As coaching advisers they make an unlikely if highly knowledgeable pairing, the muscular decathlete and the slender middle-distance man. Their formative alliance is starting to show results, though, judging by the assured manner in which Tamsyn Lewis secured her passage through to the semi-finals of the women's 800m yesterday. The 24-year-old Australian did no more than she had to in her first-round heat, settling for the second qualifying place in 2min 3.12sec rather than waste precious energy battling for victory with Grace Ebor of Nigeria. "There's a long way to go still," she said.

Coe no doubt articulated his approval from his seat in the Channel 7 commentary box. The English Lord and president of the English Amateur Athletic Association is working for the Australian television station in Manchester. "The only problem I have is how I maintain a degree of objectivity when I'm commentating on Tamsyn's races," Coe said before getting behind the mike. Lewis turned to Coe and Thompson for help after failing to venture beyond the semi-final stage at the world championships in Edmonton last summer. She decided she needed to be fitter and stronger in order to compete with the world's best women over the last 200m. To that end, she is following running schedules devised by Coe and gym and strength programmes written by Thompson.

"Seb and Daley are amazing people," Lewis said. "They have a huge knowledge base. I've learned more in the last eight months with them than I have in the rest of my life. They're the reason I'm in good shape. I've got a lot more armoury coming into these Commonwealth Games than I've ever had."

Lewis also draws on an impressive gene pool. Her mother, Carolyn Wright, placed sixth in the high jump at the 1962 Commonwealth Games in Perth. Her father, Greg Lewis, was fifth in the 100m and the 200m at the 1974 Games in Christchurch. He also reached the semi-finals of both sprints in Edinburgh in 1970. In his 200m quarter-final in the Scottish capital he finished ahead of the Welshman John Williams, who earned greater sporting fame as J J Williams, the flying Wales and British Lions wing (and whose son, Rhys was a 400m hurdles semi- finalist at the world junior championships in Kingston, Jamaica, last week). Tamsyn started her Commonwealth Games career as a 16-year-old in Victoria in 1994. She was the youngest member of the Australian track and field team, as a member of the 4 x 400m relay squad. In Kuala Lumpur four years ago she finished sixth in the 800m final and ran the second leg for the Australian team that struck gold in the 4 x 400m.

▶ Source data
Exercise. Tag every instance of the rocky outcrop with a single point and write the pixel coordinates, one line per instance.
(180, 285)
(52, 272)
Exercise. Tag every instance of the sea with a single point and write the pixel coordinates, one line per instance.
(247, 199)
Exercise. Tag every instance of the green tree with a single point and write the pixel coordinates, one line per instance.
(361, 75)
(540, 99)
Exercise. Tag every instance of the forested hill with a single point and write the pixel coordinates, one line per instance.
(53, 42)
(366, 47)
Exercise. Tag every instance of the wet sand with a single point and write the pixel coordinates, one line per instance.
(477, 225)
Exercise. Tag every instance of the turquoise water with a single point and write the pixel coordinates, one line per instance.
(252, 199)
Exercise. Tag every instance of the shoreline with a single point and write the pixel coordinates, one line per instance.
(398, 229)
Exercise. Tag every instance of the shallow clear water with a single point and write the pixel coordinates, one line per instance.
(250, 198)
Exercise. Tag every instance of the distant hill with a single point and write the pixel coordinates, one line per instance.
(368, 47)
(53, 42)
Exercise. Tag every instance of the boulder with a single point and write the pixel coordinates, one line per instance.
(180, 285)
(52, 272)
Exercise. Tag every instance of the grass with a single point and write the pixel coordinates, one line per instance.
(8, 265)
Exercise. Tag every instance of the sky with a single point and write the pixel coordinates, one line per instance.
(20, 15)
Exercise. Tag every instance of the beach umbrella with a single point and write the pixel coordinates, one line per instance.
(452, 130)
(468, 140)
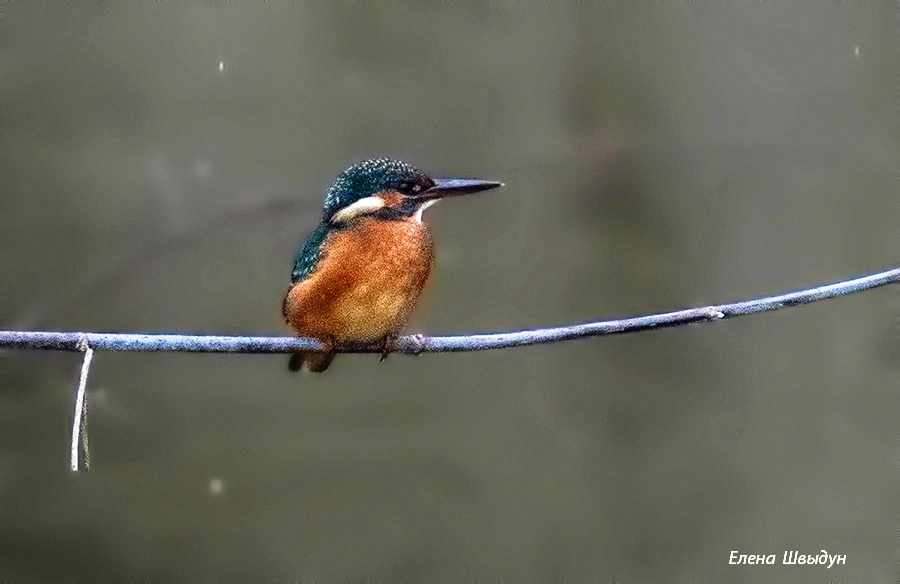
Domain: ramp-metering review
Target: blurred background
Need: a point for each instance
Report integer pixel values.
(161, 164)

...

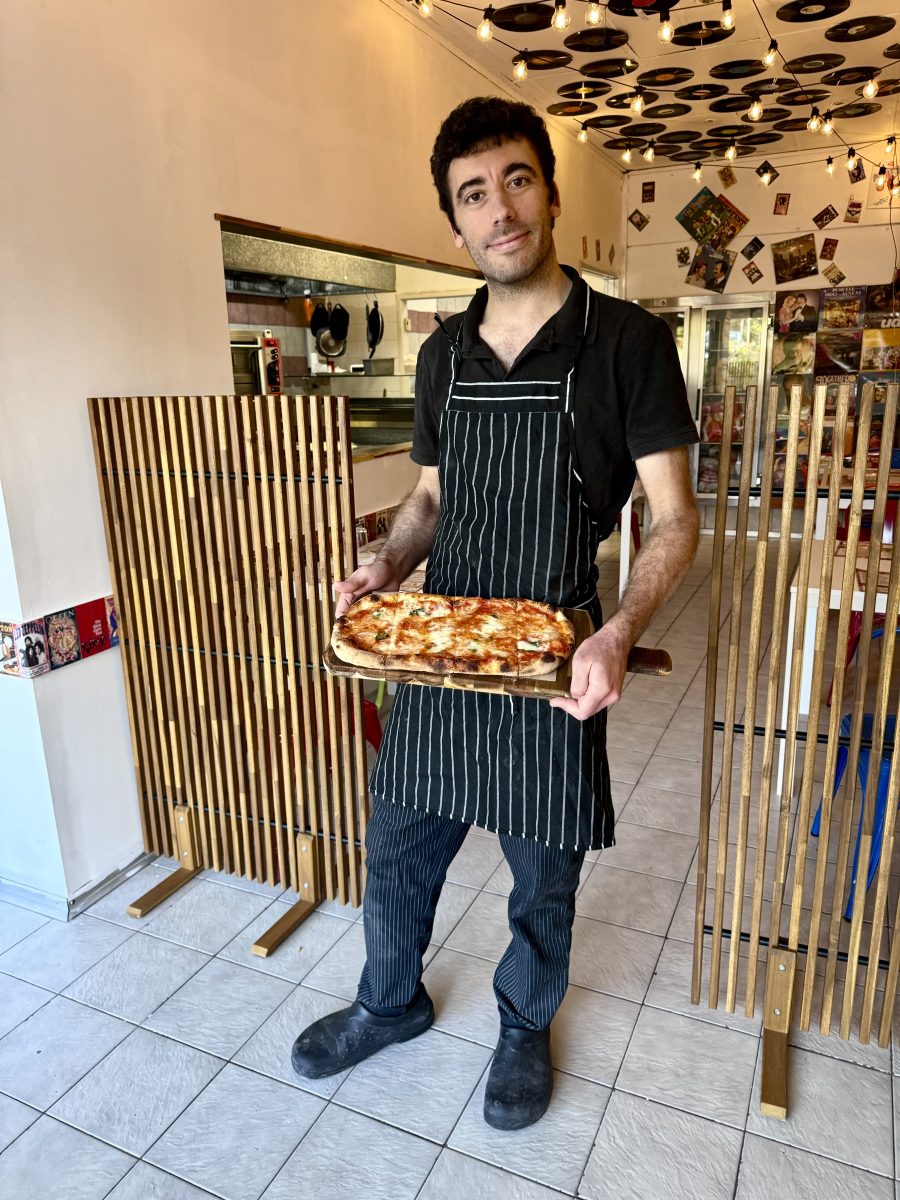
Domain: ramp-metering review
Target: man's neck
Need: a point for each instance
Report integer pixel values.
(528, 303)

▶ Exercises
1) From the article on Tamsyn Lewis, write out the passage that begins at the words "Coe no doubt" and stops after "written by Thompson.".
2) In the article on Tamsyn Lewis, what time did she run in her first-round heat of the women's 800m?
The entries have nothing to do with what is asked here.

▶ Answers to the tasks
1)
Coe no doubt articulated his approval from his seat in the Channel 7 commentary box. The English Lord and president of the English Amateur Athletic Association is working for the Australian television station in Manchester. "The only problem I have is how I maintain a degree of objectivity when I'm commentating on Tamsyn's races," Coe said before getting behind the mike. Lewis turned to Coe and Thompson for help after failing to venture beyond the semi-final stage at the world championships in Edmonton last summer. She decided she needed to be fitter and stronger in order to compete with the world's best women over the last 200m. To that end, she is following running schedules devised by Coe and gym and strength programmes written by Thompson.

2) 2min 3.12sec